** BEGIN RECORDS SHOWN **

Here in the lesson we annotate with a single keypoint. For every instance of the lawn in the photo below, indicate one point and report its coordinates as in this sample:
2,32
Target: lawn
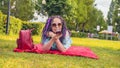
108,52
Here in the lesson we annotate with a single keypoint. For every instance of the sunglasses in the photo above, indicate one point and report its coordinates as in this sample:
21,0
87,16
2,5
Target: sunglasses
59,25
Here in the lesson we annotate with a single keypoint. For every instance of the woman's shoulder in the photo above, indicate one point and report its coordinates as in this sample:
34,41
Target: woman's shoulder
67,33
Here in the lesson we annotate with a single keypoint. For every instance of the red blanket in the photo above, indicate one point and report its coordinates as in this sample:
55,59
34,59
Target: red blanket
72,51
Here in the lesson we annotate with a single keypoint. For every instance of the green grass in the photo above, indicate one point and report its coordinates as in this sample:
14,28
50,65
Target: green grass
108,52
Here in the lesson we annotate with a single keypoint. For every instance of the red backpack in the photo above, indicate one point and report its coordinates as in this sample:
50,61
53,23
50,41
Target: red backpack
25,41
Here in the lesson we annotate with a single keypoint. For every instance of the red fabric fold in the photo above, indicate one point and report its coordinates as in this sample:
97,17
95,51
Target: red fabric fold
72,51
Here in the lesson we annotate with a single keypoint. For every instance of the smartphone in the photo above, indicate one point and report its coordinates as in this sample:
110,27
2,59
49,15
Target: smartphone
58,32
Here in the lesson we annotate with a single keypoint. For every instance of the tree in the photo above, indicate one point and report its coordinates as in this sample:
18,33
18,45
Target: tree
54,7
22,9
113,15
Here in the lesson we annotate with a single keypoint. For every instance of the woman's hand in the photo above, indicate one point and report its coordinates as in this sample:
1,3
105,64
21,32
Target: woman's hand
54,36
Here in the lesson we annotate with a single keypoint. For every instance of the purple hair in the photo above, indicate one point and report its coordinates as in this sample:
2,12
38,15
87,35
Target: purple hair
48,28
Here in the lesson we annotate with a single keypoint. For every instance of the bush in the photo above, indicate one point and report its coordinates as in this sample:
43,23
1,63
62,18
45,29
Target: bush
2,23
37,27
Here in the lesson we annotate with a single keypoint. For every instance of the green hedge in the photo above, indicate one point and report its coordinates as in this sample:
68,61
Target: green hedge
37,27
79,34
2,23
16,25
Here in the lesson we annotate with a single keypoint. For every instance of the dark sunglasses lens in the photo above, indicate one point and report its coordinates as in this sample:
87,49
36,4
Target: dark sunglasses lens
54,25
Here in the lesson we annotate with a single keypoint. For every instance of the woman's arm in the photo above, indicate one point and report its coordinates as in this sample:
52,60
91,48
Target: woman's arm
47,46
60,46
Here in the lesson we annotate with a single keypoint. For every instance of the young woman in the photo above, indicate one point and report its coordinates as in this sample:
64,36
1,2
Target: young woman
55,35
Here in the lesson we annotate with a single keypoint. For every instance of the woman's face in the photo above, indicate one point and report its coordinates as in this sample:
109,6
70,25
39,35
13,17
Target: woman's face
56,25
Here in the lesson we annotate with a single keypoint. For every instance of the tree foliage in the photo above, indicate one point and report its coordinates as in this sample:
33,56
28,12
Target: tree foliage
22,9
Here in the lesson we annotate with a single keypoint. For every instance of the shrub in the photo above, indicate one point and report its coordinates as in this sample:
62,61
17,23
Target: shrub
79,34
37,27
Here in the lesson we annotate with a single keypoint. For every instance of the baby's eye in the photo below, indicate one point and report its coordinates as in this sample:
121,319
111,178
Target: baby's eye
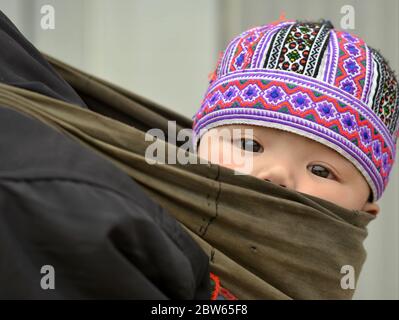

** END RECORDS SHOWN **

Arrange every line of the data above as a Markdown table with the columns Row and Line, numbering the rows in order and leaving out blank lines. Do not include the pictures in the table.

| Row | Line |
|---|---|
| 1 | Here in the lesson we annotate with a single keypoint. For every instance of the lawn in the photo below, indicate one point and report its coordinates as in this sample: |
| 2 | 2,32 |
| 3 | Target: lawn |
| 4 | 108,52 |
| 5 | Here in the lesson we annotate with a single keypoint. For every instance of the sunglasses in the photo above, indicate one point and report its coordinates as in this sample: |
| 6 | 21,0 |
| 7 | 87,16 |
| 8 | 2,5 |
| 9 | Target: sunglasses |
| 10 | 59,25 |
| 11 | Here in the lesson we annotate with a single keypoint. For every instance of the woman's shoulder in the photo above, indicate one point and report its coordinates as in this sample: |
| 12 | 34,41 |
| 13 | Target: woman's shoulder |
| 14 | 67,33 |
| 15 | Here in the lesson we annotate with a single keypoint. For every instance of the red blanket in the photo above, indicate one point and report its coordinates as in this sample: |
| 16 | 55,59 |
| 17 | 34,59 |
| 18 | Target: red blanket |
| 19 | 72,51 |
| 20 | Here in the lesson we annotate with a single keypoint. For every instance of the green grass in the photo above, indicate one point and report its coordinates as in this sample: |
| 21 | 14,28 |
| 22 | 50,65 |
| 23 | Target: green grass |
| 24 | 108,52 |
| 25 | Here in the lesson we annotate with a single keypoint. For every instance of the red backpack in the photo above, indicate one point and report its coordinates as in this sample: |
| 26 | 50,61 |
| 27 | 53,23 |
| 28 | 50,41 |
| 29 | Target: red backpack |
| 30 | 25,41 |
| 31 | Here in the lesson we annotate with a single keypoint. For every instance of the red fabric fold in the photo above, indicate one point and report its coordinates as in this sample: |
| 32 | 97,17 |
| 33 | 95,51 |
| 34 | Target: red fabric fold |
| 35 | 72,51 |
| 36 | Here in the lesson we annotate with a single keypoint. For every instance of the smartphone in the photo above, indicate one point and report its coordinates as in this sample: |
| 37 | 110,27 |
| 38 | 2,59 |
| 39 | 49,15 |
| 40 | Target: smartphone |
| 41 | 58,32 |
| 42 | Here in the lesson we annotate with a single keypoint. For every instance of the tree in the photo above, indicate one point and report its coordinates as in this sample: |
| 43 | 18,33 |
| 44 | 18,45 |
| 45 | Target: tree |
| 46 | 54,7 |
| 47 | 22,9 |
| 48 | 113,15 |
| 49 | Here in the lesson we annotate with a single keypoint. For every instance of the woman's hand in the photo above, indicate one point and report its coordinates as in this sample: |
| 50 | 1,3 |
| 51 | 105,64 |
| 52 | 21,32 |
| 53 | Target: woman's hand |
| 54 | 54,36 |
| 55 | Here in the lesson we annotate with a single keypoint. For every instance of the purple hair in the photo above, indicate one point and report its coordinates as in this sample: |
| 56 | 2,12 |
| 57 | 38,15 |
| 58 | 87,35 |
| 59 | Target: purple hair |
| 60 | 48,28 |
| 61 | Here in the lesson we annotate with a single keypoint. For every instance of the bush in the photo above, indicate one point and report its coordinates as in this sample: |
| 62 | 43,23 |
| 63 | 1,63 |
| 64 | 62,18 |
| 65 | 45,29 |
| 66 | Target: bush |
| 67 | 2,23 |
| 68 | 37,27 |
| 69 | Here in the lesson we annotate with a single keypoint. For every instance of the green hedge in the photo above, indicate one point and report its coordinates as in this sample: |
| 70 | 68,61 |
| 71 | Target: green hedge |
| 72 | 37,27 |
| 73 | 79,34 |
| 74 | 2,23 |
| 75 | 16,25 |
| 76 | Here in the lesson we annotate with a single keypoint. For every instance of the dark sunglasses lens in the photo above, indicate one point and report its coordinates as in this sample: |
| 77 | 87,49 |
| 78 | 36,4 |
| 79 | Target: dark sunglasses lens |
| 80 | 54,25 |
| 81 | Here in the lesson we annotate with a single keypoint. For every instance of the woman's arm in the photo above, indicate one point and report its coordinates as in this sample: |
| 82 | 52,60 |
| 83 | 91,48 |
| 84 | Target: woman's arm |
| 85 | 47,46 |
| 86 | 60,46 |
| 87 | Here in the lesson we annotate with a single keypoint. For every instance of the young woman in the photo above, indicate one point and report its coordinates as in this sample: |
| 88 | 64,36 |
| 89 | 1,2 |
| 90 | Target: young woman |
| 91 | 55,35 |
| 92 | Here in the lesson we annotate with a single keypoint. For every instance of the woman's face in the photo above, indicate one point and report its coordinates as in this sample: |
| 93 | 109,6 |
| 94 | 70,25 |
| 95 | 39,35 |
| 96 | 13,17 |
| 97 | Target: woman's face |
| 98 | 56,25 |
| 99 | Here in the lesson we annotate with a single keypoint. For every instance of the tree foliage in the photo above, indicate one point and report its coordinates as in this sample: |
| 100 | 33,56 |
| 101 | 28,12 |
| 102 | Target: tree foliage |
| 103 | 22,9 |
| 104 | Here in the lesson we annotate with a single keypoint. For every instance of the shrub in the photo above, indicate one point and report its coordinates as in this sample: |
| 105 | 62,61 |
| 106 | 17,23 |
| 107 | Target: shrub |
| 108 | 79,34 |
| 109 | 37,27 |
| 110 | Here in the lesson we annotate with a single keypoint. For every instance of the baby's eye in the photo below, indicate one point and report its coordinates as in this sample: |
| 111 | 121,319 |
| 112 | 111,178 |
| 113 | Target: baby's eye |